Write out nothing except the lines running from the one containing "the yacht flybridge" to the last line of the data, exactly as they stand.

Stored dataset items:

________________________

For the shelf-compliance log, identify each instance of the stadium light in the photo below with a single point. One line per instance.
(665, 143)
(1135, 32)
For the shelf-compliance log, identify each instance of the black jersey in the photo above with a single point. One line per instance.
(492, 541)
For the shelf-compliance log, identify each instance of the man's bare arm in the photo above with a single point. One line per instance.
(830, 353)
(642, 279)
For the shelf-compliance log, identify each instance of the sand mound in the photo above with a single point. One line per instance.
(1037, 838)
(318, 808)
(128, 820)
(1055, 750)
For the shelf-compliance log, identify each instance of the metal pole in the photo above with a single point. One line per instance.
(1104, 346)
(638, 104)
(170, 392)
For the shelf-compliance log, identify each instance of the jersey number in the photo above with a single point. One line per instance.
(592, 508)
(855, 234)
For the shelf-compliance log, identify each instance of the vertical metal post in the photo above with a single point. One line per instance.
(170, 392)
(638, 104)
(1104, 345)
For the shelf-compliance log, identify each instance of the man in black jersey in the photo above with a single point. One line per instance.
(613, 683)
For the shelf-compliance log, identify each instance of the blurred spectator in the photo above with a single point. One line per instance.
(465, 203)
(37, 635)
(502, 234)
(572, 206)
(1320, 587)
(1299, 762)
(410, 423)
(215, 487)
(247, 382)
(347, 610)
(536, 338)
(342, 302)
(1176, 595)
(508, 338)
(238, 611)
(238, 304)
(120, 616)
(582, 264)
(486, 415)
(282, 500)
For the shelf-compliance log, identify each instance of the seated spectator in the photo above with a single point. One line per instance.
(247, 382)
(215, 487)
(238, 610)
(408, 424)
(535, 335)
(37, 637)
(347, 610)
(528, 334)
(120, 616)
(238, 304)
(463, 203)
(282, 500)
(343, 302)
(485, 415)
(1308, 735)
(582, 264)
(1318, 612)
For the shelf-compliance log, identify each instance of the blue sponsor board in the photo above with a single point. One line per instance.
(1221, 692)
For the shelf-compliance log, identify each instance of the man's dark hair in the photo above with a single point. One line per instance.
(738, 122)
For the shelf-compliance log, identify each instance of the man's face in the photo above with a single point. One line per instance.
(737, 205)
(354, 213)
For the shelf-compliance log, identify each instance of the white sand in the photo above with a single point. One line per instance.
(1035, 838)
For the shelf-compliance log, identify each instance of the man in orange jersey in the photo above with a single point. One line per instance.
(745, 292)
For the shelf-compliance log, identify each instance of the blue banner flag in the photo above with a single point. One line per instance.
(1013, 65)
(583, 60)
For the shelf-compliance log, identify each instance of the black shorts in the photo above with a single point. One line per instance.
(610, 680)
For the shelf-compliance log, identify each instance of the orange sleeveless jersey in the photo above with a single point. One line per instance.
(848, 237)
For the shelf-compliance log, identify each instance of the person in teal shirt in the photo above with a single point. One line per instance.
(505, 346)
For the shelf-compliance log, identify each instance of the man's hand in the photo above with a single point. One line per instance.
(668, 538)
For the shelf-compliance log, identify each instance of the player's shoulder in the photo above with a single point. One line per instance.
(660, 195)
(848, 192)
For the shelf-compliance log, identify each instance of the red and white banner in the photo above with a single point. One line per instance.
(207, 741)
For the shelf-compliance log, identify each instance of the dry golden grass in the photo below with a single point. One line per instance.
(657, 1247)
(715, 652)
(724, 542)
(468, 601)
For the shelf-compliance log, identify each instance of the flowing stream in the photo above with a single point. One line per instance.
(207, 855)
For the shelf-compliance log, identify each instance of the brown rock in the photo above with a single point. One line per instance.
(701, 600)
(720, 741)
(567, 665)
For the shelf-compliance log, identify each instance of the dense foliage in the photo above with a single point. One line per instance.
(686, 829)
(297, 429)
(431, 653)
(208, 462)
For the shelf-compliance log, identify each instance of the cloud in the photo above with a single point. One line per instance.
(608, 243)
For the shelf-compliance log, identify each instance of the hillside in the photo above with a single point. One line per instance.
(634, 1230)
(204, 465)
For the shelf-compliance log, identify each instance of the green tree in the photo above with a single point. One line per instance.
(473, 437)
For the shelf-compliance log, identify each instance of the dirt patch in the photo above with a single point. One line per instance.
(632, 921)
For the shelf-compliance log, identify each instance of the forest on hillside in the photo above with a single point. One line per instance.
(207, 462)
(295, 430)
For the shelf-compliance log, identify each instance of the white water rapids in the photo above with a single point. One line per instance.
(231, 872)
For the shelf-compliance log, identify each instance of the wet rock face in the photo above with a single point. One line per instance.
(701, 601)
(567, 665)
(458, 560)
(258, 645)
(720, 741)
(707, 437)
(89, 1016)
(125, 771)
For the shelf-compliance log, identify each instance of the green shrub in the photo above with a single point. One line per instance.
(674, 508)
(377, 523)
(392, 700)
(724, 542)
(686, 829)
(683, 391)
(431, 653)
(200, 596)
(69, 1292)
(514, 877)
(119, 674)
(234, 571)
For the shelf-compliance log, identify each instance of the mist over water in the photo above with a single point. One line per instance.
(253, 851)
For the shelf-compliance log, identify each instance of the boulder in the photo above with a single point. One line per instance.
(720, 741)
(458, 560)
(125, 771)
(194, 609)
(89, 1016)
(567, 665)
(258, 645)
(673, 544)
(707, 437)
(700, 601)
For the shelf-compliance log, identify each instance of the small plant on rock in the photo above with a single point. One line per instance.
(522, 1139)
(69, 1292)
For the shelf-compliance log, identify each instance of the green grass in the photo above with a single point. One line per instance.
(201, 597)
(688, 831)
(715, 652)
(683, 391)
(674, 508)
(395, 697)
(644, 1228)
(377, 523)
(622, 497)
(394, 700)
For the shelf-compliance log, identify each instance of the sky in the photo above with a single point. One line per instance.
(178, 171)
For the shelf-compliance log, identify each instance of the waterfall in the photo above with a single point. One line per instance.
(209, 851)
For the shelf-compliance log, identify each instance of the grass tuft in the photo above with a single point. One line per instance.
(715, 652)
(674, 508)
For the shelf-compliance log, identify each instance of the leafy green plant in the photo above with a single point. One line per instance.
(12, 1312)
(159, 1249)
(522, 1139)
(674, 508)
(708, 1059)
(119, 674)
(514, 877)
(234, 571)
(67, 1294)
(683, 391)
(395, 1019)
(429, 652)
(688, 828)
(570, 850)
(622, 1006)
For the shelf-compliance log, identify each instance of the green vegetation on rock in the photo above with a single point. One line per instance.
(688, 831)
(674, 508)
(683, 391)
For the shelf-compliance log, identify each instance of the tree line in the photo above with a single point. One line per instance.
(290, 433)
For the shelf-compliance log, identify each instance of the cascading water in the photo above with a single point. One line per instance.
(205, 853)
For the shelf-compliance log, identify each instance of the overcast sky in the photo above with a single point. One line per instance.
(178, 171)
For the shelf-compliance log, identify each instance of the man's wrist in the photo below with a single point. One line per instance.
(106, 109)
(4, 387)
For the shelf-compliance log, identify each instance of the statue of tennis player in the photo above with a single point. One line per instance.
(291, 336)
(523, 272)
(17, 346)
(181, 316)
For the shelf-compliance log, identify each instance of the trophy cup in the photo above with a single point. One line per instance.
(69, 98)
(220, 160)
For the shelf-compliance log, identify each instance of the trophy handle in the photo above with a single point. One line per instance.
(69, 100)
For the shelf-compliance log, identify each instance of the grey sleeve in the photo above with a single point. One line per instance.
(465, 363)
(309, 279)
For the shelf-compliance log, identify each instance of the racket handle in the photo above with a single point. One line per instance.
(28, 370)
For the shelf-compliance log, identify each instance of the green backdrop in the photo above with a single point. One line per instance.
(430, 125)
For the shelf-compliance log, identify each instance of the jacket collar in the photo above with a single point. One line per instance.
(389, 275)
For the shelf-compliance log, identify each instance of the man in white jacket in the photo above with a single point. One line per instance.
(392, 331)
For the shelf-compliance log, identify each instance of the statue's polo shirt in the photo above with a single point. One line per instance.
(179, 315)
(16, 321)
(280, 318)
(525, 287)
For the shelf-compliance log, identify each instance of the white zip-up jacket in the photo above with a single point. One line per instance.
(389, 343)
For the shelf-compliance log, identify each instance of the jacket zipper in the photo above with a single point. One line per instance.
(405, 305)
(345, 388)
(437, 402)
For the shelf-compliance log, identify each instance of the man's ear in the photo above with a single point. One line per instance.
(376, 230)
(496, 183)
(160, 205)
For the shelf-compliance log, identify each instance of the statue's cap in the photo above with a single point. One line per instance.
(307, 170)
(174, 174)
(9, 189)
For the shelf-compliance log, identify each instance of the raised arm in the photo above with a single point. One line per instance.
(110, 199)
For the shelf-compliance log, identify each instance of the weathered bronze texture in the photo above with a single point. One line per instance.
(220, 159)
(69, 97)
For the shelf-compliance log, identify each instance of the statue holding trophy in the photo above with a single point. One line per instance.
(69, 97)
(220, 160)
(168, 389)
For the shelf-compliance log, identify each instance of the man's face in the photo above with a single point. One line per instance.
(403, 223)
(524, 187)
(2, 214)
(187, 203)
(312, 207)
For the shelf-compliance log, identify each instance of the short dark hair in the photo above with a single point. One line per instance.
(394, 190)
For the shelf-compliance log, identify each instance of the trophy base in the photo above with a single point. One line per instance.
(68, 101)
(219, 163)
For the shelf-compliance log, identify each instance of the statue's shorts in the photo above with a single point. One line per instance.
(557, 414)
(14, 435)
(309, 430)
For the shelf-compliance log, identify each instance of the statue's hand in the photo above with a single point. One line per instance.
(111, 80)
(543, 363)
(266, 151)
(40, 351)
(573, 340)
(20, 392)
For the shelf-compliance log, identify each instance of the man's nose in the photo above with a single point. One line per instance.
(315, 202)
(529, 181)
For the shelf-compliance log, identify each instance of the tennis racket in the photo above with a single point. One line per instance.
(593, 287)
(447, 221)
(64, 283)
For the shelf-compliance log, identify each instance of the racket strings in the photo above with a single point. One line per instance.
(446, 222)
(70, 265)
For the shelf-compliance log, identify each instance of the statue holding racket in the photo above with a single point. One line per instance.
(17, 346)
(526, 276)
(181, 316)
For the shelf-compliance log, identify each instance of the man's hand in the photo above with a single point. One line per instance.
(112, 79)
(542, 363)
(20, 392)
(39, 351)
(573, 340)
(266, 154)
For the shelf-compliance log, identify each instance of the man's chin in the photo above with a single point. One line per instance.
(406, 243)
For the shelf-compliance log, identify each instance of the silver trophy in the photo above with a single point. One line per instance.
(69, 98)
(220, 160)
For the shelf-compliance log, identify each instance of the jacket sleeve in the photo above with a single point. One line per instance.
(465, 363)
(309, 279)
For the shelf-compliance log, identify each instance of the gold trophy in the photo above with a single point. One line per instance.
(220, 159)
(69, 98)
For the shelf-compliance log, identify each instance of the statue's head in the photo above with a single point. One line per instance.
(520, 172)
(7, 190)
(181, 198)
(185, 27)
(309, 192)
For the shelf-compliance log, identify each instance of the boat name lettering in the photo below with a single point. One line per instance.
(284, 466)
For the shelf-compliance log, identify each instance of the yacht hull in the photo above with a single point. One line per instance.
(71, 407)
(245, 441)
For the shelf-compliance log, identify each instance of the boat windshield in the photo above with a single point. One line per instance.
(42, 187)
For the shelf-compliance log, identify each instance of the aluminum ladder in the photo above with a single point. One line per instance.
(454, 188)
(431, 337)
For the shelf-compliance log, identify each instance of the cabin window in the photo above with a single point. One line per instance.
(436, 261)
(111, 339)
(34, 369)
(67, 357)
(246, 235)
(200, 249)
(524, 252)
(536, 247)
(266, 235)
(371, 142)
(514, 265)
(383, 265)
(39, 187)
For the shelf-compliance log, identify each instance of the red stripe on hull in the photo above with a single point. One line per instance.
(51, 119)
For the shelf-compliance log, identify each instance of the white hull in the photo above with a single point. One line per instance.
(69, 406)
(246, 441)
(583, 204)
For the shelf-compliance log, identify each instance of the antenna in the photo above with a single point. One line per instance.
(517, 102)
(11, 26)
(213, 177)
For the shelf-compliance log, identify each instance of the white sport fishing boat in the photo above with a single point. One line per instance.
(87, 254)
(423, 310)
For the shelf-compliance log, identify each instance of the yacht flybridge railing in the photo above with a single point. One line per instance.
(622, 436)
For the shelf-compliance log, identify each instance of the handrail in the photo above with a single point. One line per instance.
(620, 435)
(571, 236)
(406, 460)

________________________

_TASK SOLUTION_:
For the shelf-compliance log, identify each instance of the yacht flybridge railing in the photo above with a single point. One line per instance.
(622, 436)
For the shelf-compliance log, identify each instance of the handrail in the photo above with a single point. One line per instance.
(620, 435)
(571, 236)
(406, 460)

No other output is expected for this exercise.